Entries drawn from a collection
## Start

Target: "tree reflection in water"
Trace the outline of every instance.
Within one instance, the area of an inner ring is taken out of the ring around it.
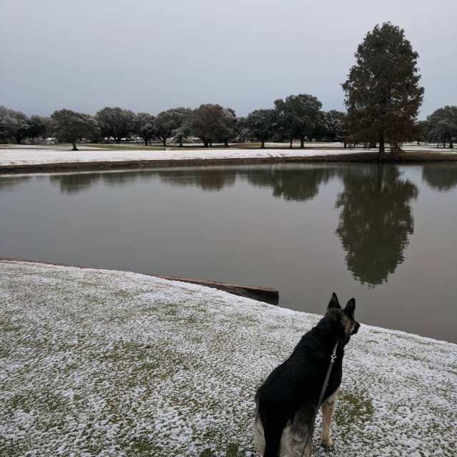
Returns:
[[[178,187],[199,187],[204,191],[221,191],[235,184],[234,169],[209,167],[206,169],[170,169],[159,171],[161,179]]]
[[[387,281],[403,261],[403,251],[414,231],[410,202],[418,191],[401,179],[395,166],[347,167],[336,233],[346,252],[348,268],[361,283],[374,287]]]
[[[322,183],[335,175],[336,167],[296,168],[271,167],[247,172],[247,179],[253,186],[271,187],[273,196],[290,201],[306,201],[315,198]]]
[[[457,186],[457,166],[433,164],[422,167],[422,179],[435,190],[447,192]]]
[[[93,184],[100,181],[101,176],[100,173],[54,174],[49,176],[49,180],[59,185],[62,194],[71,195],[89,189]]]

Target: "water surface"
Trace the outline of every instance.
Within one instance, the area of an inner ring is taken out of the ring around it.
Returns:
[[[0,256],[271,286],[457,341],[457,165],[283,164],[0,177]]]

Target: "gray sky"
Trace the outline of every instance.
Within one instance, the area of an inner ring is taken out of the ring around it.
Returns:
[[[28,114],[245,115],[303,93],[341,109],[356,47],[385,21],[419,53],[421,117],[457,104],[456,0],[0,0],[0,104]]]

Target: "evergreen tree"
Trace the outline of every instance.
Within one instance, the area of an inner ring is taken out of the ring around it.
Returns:
[[[413,131],[423,97],[418,54],[404,31],[387,22],[366,34],[355,56],[343,84],[351,133],[378,142],[382,154],[386,142],[396,148]]]

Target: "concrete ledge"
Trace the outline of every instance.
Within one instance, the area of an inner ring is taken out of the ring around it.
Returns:
[[[83,171],[121,170],[170,166],[200,166],[205,165],[251,165],[280,163],[309,162],[376,162],[377,152],[354,152],[344,154],[288,157],[245,157],[221,159],[189,159],[165,160],[128,160],[119,161],[60,162],[55,164],[27,164],[0,165],[0,174],[40,173],[53,171]],[[385,163],[424,163],[457,161],[456,154],[436,152],[406,152],[386,154],[381,161]]]
[[[156,275],[154,275],[156,276]],[[203,281],[201,279],[192,279],[191,278],[179,278],[176,276],[156,276],[157,278],[169,279],[170,281],[180,281],[184,283],[191,283],[192,284],[199,284],[224,291],[233,295],[238,295],[242,297],[257,300],[257,301],[264,301],[271,305],[277,305],[279,302],[279,292],[274,288],[268,287],[252,287],[248,286],[240,286],[238,284],[230,284],[228,283],[220,283],[214,281]]]
[[[29,258],[16,258],[11,257],[0,257],[0,261],[26,262],[29,263],[42,263],[44,265],[55,265],[56,266],[72,266],[83,269],[101,269],[93,266],[81,266],[80,265],[70,265],[69,263],[55,263],[54,262],[44,262],[42,261],[30,260]],[[103,268],[106,269],[106,268]],[[139,273],[137,271],[132,273]],[[257,301],[263,301],[272,305],[277,305],[279,302],[279,291],[268,287],[253,287],[249,286],[240,286],[239,284],[231,284],[228,283],[221,283],[214,281],[204,281],[203,279],[194,279],[192,278],[181,278],[179,276],[164,276],[156,274],[149,274],[147,273],[140,273],[146,276],[153,276],[167,279],[169,281],[179,281],[183,283],[190,283],[192,284],[199,284],[212,288],[224,291],[233,295],[252,298]]]

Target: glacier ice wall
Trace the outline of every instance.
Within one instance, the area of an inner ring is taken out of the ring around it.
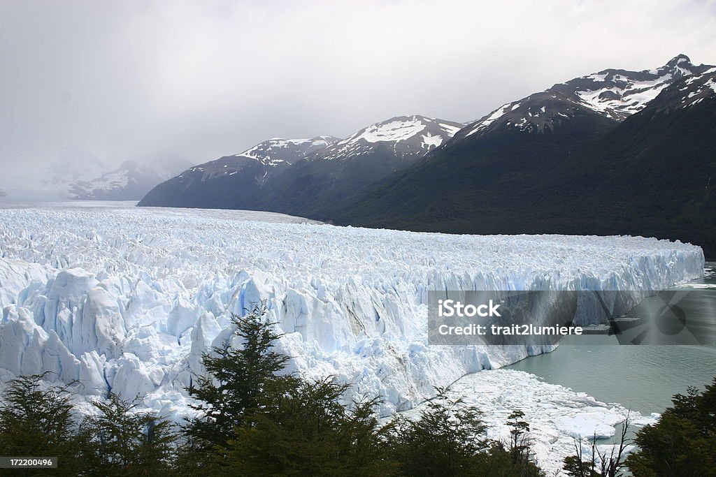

## End

Transcribe every entry above word for word, leaving the pictures out of your copy.

Target: "tree reflection in water"
Trace the outline of every instance.
Within one instance, the area of an inner ring is taken out of the ring around it.
Returns:
[[[178,187],[199,187],[204,191],[221,191],[235,184],[234,169],[209,167],[206,169],[170,169],[159,171],[161,179]]]
[[[387,281],[403,261],[403,251],[414,231],[410,202],[418,191],[401,179],[395,166],[347,167],[336,233],[346,252],[348,268],[361,283],[374,287]]]
[[[322,183],[335,175],[336,167],[296,168],[271,167],[247,172],[247,179],[253,186],[271,187],[273,196],[290,201],[306,201],[315,198]]]
[[[457,186],[457,166],[433,164],[422,167],[422,179],[435,190],[447,192]]]
[[[93,184],[100,181],[101,176],[100,173],[54,174],[49,176],[49,180],[59,185],[62,194],[71,195],[89,189]]]

Target: "water surface"
Trace the outline of every instance.
Within one instance, the area of an inner ring is taken out of the ring around it.
Returns:
[[[0,256],[271,286],[457,341],[457,165],[283,164],[0,177]]]

Target: "gray sky"
Trace the outline of every instance.
Within one instance, the area of an inner ring is taken out of the ring around it.
Returns:
[[[28,114],[245,115],[303,93],[341,109],[356,47],[385,21],[419,53],[421,117],[457,104],[456,0],[0,0],[0,104]]]

Target: "evergreen tree"
Trace the outline of every instance.
Within one instance, the area of an inner ring is taken out of the ring around it.
Returns:
[[[413,131],[423,97],[418,54],[404,31],[387,22],[366,34],[355,56],[343,84],[351,133],[378,142],[382,154],[386,142],[396,148]]]

Target: "concrete ledge"
Trace the outline of every instance.
Within one instance, the area of an inner ring is taken out of the ring around it.
Returns:
[[[83,171],[121,170],[170,166],[200,166],[205,165],[251,165],[280,163],[309,162],[376,162],[377,152],[354,152],[344,154],[288,157],[245,157],[221,159],[189,159],[165,160],[128,160],[119,161],[60,162],[55,164],[27,164],[0,165],[0,174],[40,173],[53,171]],[[385,163],[424,163],[457,161],[456,154],[436,152],[406,152],[386,154],[381,161]]]
[[[156,275],[154,275],[156,276]],[[203,281],[201,279],[192,279],[191,278],[179,278],[176,276],[156,276],[157,278],[169,279],[170,281],[180,281],[184,283],[191,283],[192,284],[199,284],[224,291],[233,295],[238,295],[242,297],[257,300],[257,301],[264,301],[271,305],[277,305],[279,302],[279,292],[274,288],[268,287],[252,287],[248,286],[240,286],[238,284],[230,284],[228,283],[220,283],[214,281]]]
[[[29,258],[16,258],[11,257],[0,257],[0,261],[26,262],[29,263],[42,263],[44,265],[55,265],[56,266],[72,266],[83,269],[101,269],[93,266],[81,266],[80,265],[70,265],[69,263],[55,263],[54,262],[44,262],[42,261],[30,260]],[[103,268],[106,269],[106,268]],[[139,273],[137,271],[132,273]],[[257,301],[263,301],[272,305],[277,305],[279,302],[279,291],[268,287],[253,287],[249,286],[240,286],[239,284],[231,284],[228,283],[221,283],[214,281],[204,281],[203,279],[194,279],[192,278],[181,278],[179,276],[164,276],[156,274],[149,274],[147,273],[140,273],[146,276],[153,276],[167,279],[169,281],[179,281],[183,283],[190,283],[192,284],[199,284],[212,288],[224,291],[233,295],[252,298]]]

Target: glacier ice wall
Trace the outline of every instance.
Within one instance, the area of an inner ring is taken out of the ring around it.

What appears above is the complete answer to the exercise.